- DOCUMENT SEGMENT -
★ ★ ★ ★ ★

W H Smith - Hyde Park Street, London, UK
Posted by: Groundspeak Premium Member Master Mariner
N 51° 30.784 W 000° 10.064
30U E 696521 N 5710685
Quick Description: This London County Council blue plaque, erected to W H Smith, is attached to a house on the north east side of Hyde Park Street a little to the north of Hyde park in London.
Location: London, United Kingdom
Date Posted: 9/21/2014 8:42:20 AM
Waymark Code: WMMH4B
Published By: Groundspeak Premium Member bluesnote
Views: 0

Long Description:

The LCC blue plaque tells us that:

London County Council

W H
Smith
1825 - 1891
Bookseller and
Statesman
lived here

Wikipedia tells us about William Henry Smith:

William Henry Smith PC (24 June 1825 – 6 October 1891) was an English bookseller and newsagent of the family firm W H Smith, who expanded the firm and introduced the practice of selling books and newspapers at railway stations. He was elected a Member of Parliament in 1868 and rose to the position of First Lord of the Admiralty less than ten years thereafter. Because of his lack of naval experience, he was perceived as a model for the character Sir Joseph Porter in H.M.S. Pinafore. In the mid-1880s, he was twice Secretary of State for War, and later First Lord of the Treasury and Leader of the House of Commons, among other posts.

Smith was born in London, the son of William Henry Smith (1792–1865). He was educated at Tavistock Grammar School before joining the business with his father in 1846, at which time the firm became W H Smith & Son. Smith and his father took advantage of the railway boom by opening newsstands on railway stations, starting with Euston in 1848. In 1850 the firm opened depots in Birmingham, Manchester and Liverpool. The business became a household name (W H Smith), and Smith used the success of the firm as a springboard into politics.

He was elected in February 1878 a Fellow of the Royal Society.

In 1868, Smith was elected Member of Parliament for Westminster as a Conservative after an initial attempt to get into Parliament as a "Liberal Conservative" in 1865 as a supporter of Palmerston. In 1874 Smith was appointed Financial Secretary to the Treasury when Disraeli returned as Prime Minister. In 1877 he became First Lord of the Admiralty. It has been claimed that Smith's appointment was the inspiration for the character of Sir Joseph Porter, KCB, in Gilbert and Sullivan's 1878 comic opera, H. M. S. Pinafore). Gilbert had written to Sullivan in December 1877 "The fact that the First Lord in the opera is a Radical of the most pronounced type will do away with any suspicion that W. H. Smith is intended." However, the character was seen as a reflection on Smith and even Disraeli was overheard to refer to his First Lord as "Pinafore Smith". It has been suggested that the Pinafore character was as much based on Smith's controversial predecessor as First Lord, Hugh Childers, as on Smith himself. Smith held this office for three years until the Liberals returned to power.

★ ★ ★ ★ ★

- RAW DATA -

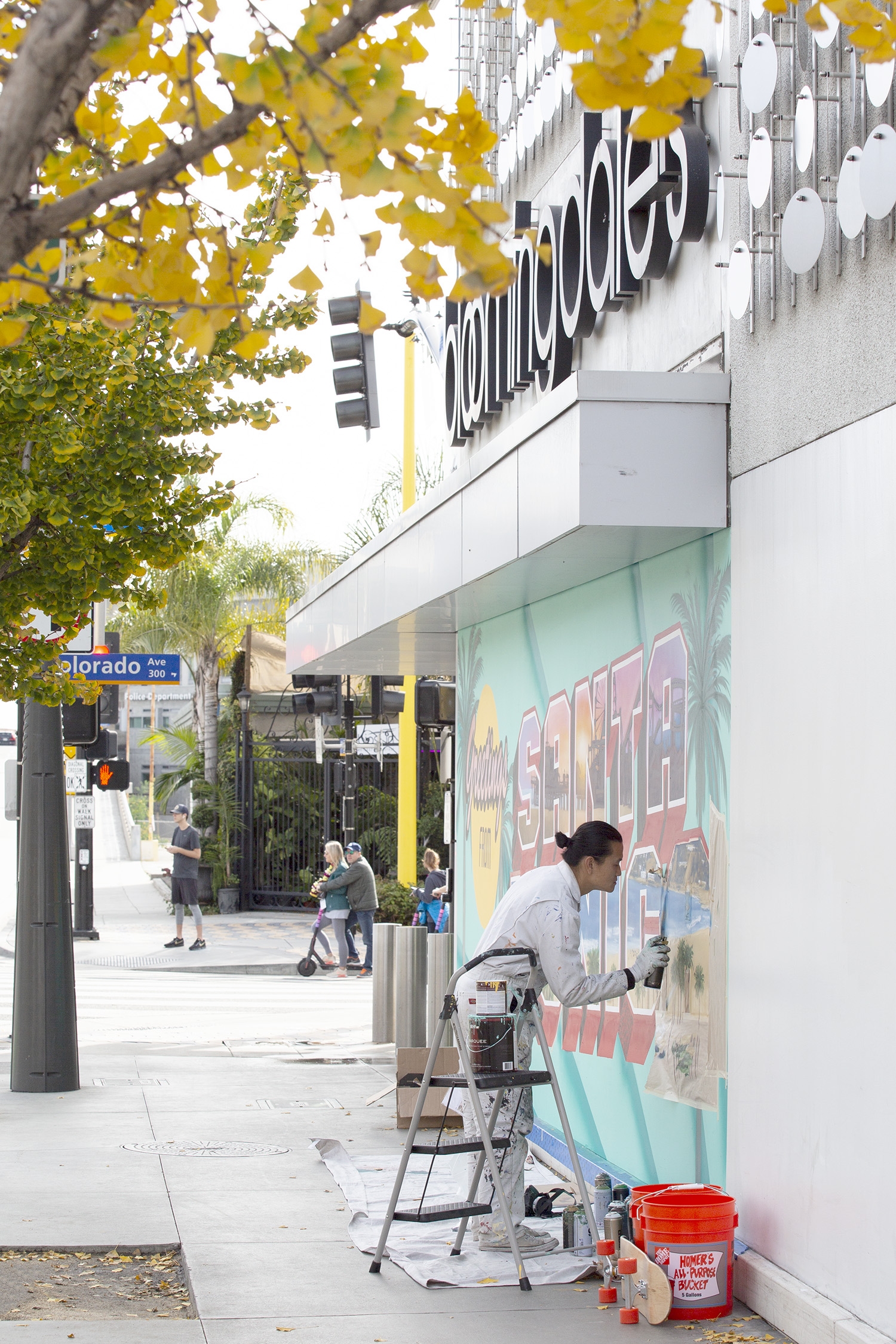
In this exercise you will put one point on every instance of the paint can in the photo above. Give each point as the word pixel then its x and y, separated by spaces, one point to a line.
pixel 602 1196
pixel 492 1044
pixel 576 1234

★ ★ ★ ★ ★

- STATED GOAL 1 -
According to the W H Smith plaque page, at which railway station did Smith and his father open their first newsstand?
- STATED GOAL 2 -
Write out the W H Smith plaque page again, everything from "The LCC blue" down to "among other posts.", putting "news vendor" in place of "newsagent".
- STATED GOAL 3 -
Continue the W H Smith plaque page, picking up right after its last sentence.

- EXERCISE OUTPUT 1 -
Euston, in 1848.

- EXERCISE OUTPUT 2 -
The LCC blue plaque tells us that:

London County Council

W H
Smith
1825 - 1891
Bookseller and
Statesman
lived here

Wikipedia tells us about William Henry Smith:

William Henry Smith PC (24 June 1825 – 6 October 1891) was an English bookseller and news vendor of the family firm W H Smith, who expanded the firm and introduced the practice of selling books and newspapers at railway stations. He was elected a Member of Parliament in 1868 and rose to the position of First Lord of the Admiralty less than ten years thereafter. Because of his lack of naval experience, he was perceived as a model for the character Sir Joseph Porter in H.M.S. Pinafore. In the mid-1880s, he was twice Secretary of State for War, and later First Lord of the Treasury and Leader of the House of Commons, among other posts.

- EXERCISE OUTPUT 3 -
In 1885 a redistribution of seats led to Smith now standing for the Strand division in Westminster, and he served as Chief Secretary for Ireland for a short period in the following year. He was twice Secretary of State for War, the first time during Lord Salisbury's brief ministry between 1885 and 1886, and the second when the Conservatives won the 1886 General Election. He succeeded this appointment in 1887 as First Lord of the Treasury and Leader of the House of Commons, and became Lord Warden of the Cinque Ports in 1891.

He died shortly afterwards at Walmer Castle, and his widow was created Viscountess Hambleden in his honour, taking the title from the village close to the Smiths' country house of Greenlands, near Henley-on-Thames. One of the few ministers personally close to Lord Salisbury (apart from the latter's nephew, Arthur Balfour), Smith was dubbed "Old Morality" due to his austere manner and conduct.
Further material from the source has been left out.